Copy the lines below verbatim, beginning with the line that includes "point: the window sill in this photo" and continuing to the end; leave out everything before it.

━━━━━ Information supplied

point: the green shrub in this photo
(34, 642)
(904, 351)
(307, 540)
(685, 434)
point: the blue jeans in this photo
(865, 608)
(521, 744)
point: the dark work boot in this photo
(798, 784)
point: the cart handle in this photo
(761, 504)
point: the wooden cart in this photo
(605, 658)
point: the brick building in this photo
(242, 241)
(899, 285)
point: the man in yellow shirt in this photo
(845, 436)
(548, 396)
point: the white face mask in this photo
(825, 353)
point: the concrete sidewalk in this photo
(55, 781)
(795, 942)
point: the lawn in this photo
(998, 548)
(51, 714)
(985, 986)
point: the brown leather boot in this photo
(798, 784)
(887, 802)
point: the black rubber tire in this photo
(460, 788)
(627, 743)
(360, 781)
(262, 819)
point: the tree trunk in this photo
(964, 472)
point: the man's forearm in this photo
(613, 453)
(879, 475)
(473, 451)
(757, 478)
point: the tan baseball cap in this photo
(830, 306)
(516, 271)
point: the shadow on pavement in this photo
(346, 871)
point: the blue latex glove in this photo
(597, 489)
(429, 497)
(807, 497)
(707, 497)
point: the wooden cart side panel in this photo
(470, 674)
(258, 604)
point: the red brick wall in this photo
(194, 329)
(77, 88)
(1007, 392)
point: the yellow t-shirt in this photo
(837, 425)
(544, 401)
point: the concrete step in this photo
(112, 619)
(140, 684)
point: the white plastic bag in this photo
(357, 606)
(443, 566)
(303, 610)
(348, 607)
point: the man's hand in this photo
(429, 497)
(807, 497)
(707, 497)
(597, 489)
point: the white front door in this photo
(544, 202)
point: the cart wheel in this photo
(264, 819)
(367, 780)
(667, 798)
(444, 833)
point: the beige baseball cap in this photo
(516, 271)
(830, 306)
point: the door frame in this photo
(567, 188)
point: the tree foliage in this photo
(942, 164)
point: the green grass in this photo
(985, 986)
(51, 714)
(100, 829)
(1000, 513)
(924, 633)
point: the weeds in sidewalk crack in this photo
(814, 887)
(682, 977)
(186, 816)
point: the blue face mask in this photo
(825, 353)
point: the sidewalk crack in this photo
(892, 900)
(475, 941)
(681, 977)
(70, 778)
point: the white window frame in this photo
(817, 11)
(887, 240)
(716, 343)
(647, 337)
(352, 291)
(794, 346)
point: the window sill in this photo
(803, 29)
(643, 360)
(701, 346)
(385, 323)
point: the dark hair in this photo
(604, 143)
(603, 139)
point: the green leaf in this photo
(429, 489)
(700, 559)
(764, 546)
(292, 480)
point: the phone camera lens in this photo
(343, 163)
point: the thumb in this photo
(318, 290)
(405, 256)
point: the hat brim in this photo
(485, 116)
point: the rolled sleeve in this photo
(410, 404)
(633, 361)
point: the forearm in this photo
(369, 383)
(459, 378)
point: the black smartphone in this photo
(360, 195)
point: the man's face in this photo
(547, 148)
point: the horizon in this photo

━━━━━━━━━━

> [Final result]
point: the window sill in this photo
(803, 29)
(643, 360)
(701, 346)
(385, 323)
point: the dark hair in this photo
(604, 143)
(603, 139)
point: the green leaf in this photo
(429, 489)
(700, 559)
(764, 546)
(292, 480)
point: the phone camera lens in this photo
(343, 163)
point: the thumb in this photo
(318, 290)
(405, 256)
point: the hat brim in this photo
(485, 116)
point: the rolled sleeve in this photo
(410, 404)
(633, 361)
point: the forearm in this photo
(369, 383)
(459, 378)
point: the black smartphone in this photo
(360, 195)
point: the man's face in this photo
(547, 148)
point: the horizon in this photo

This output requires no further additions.